■ Document section
::::

The couple have rarely been leaving their home, except for an occasional trip to the grocery store or to take out the recycling.

“The other night we took the recycling down to the street and I stood in the middle of it with my arms out because being outside is a luxury now, and I wanted to feel the air on every inch. It was empty, deserted, silent. I knew that behind every door and window others sat in their apartments also in lockdown, waiting for the moment we can be outside together safely again,” she recalled.

Occasionally, the silence was broken.

“One afternoon we heard music from the street below where the night before had been nothing but one echoing set of footfalls. I went to one window and Robin to another, and people on both sides of the street went to theirs and we all opened them at the same time. We leaned on our windowsills in the sun and watched a lone man below us walk through the street playing an accordion. And the notes drifted upward and outward and somehow connected us all. As he rounded the corner and disappeared, we all looked at each other and smiled.”

The lockdown hasn’t much changed the way Cutler-Broyles was teaching but her students have faced challenges.

“I was teaching two classes online anyway, so the only difference for me is how it has affected my students. Some of them have been struggling a great deal with living situations, lack of Internet access, anxiety, loss of jobs, and more. That has changed how I'm teaching this last half of the class,” she said, noting that she is not enforcing deadlines so stringently right now.

“Every single student who is still turning in assignments anywhere should be applauded. Every one of them… I'm reading discussions from students in my post-apocalyptic film class and they are processing the films in light of events happening now in the world and their assigned readings about social and cultural and film theory, and they are brilliant.”

Italy has been particularly hard hit in this pandemic but is slowly opening up again. Cutler-Broyles took a long walk on May 4  ̶  the first day people were allowed out to do anything that wasn’t essential  ̶  took photographs and saw people in the streets again. The couple will be flying home on June 3, after New Mexico, she hopes, is past its peak in new cases and hospitalizations. They’re hoping to sightsee and eat out in Rome before they leave but aren’t sure they’ll be able to.

“Either way, we'll be back in Albuquerque and planning for our son's wedding by the beginning of June. And I'm looking forward to having our garden and the foothills and the bosque to get out in when we get back.”

Cutler-Broyles pondered her experience and how it will affect her back at home and on campus.

“I am more aware of the strength of community  ̶  of the UNM community and of the larger community as a whole  ̶  and of connection, personal as well as professionally. From Italy we've seen how New Mexico is holding strong in its convictions, staying the course as much as possible in ways that at least attempt to keep people safe. And in Italy I've seen strength in the way the city here worked together to get through this crisis, kept each other safe by staying home, and took care of its elderly and those who needed help with food or clothing. These perspectives will inform my teaching in that I am ever more aware of the way connection and community shape who we are and how we interact with others,” she observed.

“I hope we are able to be back in classrooms in the fall, because it is there that connections and community are created; and at the same time I am worried that being too closely packed together might have a negative effect on student and faculty health if this virus has a resurgence as many expect. My overarching hope is that we, as a community, make the decisions about this that best take care of us all for both the long and short term,” Cutler-Broyles concluded.

::::

■ Provided data
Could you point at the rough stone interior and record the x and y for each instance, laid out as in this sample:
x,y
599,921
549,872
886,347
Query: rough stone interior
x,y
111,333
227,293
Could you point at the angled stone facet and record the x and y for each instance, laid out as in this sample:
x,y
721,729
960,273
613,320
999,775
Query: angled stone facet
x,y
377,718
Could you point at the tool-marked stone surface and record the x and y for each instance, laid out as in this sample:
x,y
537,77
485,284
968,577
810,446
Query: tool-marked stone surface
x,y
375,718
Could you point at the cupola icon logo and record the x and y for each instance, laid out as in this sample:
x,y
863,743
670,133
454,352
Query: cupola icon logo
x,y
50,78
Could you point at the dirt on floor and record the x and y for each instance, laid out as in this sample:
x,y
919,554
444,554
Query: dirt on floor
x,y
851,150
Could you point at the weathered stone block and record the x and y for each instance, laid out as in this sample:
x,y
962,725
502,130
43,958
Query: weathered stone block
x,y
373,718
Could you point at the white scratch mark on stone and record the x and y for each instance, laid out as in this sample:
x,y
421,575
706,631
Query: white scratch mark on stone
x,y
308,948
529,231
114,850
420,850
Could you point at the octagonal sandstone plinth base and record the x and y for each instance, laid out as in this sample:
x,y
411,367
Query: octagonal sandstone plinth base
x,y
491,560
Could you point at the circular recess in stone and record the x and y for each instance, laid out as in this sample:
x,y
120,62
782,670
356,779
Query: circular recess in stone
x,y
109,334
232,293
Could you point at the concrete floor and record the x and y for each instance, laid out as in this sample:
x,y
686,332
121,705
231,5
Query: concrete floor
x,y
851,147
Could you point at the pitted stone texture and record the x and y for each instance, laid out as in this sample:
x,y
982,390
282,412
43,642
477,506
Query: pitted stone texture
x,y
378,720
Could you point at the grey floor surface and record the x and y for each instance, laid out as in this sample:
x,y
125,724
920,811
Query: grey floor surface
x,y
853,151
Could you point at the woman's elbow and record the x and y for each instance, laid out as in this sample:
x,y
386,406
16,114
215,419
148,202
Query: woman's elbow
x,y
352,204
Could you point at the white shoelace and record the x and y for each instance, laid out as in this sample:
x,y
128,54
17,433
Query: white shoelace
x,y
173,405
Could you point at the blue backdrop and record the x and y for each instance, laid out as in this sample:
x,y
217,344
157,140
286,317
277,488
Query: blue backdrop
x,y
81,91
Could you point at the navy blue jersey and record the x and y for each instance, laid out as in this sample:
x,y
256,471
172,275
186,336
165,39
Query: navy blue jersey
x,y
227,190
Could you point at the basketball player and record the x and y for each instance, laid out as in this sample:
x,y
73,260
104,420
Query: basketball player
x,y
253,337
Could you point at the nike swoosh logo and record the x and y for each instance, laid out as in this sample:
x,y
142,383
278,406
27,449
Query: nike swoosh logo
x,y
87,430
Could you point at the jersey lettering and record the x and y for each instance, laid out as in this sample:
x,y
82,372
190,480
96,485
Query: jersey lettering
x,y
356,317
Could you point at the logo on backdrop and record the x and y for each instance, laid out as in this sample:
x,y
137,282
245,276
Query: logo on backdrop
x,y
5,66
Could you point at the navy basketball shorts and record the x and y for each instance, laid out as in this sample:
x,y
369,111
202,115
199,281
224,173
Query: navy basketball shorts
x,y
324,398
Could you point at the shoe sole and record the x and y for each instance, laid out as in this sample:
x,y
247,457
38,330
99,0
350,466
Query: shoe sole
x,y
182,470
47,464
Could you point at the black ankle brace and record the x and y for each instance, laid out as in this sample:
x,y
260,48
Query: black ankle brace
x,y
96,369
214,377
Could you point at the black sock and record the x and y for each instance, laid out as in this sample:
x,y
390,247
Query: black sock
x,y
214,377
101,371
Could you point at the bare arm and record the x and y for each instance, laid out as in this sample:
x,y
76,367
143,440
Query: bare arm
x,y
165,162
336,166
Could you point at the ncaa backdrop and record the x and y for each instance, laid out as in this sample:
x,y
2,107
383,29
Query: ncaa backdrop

::::

Transcribe the portion of the article on the lockdown in Italy that begins at the words "Italy has been" and stops after the words "be able to.".

■ Solution to the problem
Italy has been particularly hard hit in this pandemic but is slowly opening up again. Cutler-Broyles took a long walk on May 4  ̶  the first day people were allowed out to do anything that wasn’t essential  ̶  took photographs and saw people in the streets again. The couple will be flying home on June 3, after New Mexico, she hopes, is past its peak in new cases and hospitalizations. They’re hoping to sightsee and eat out in Rome before they leave but aren’t sure they’ll be able to.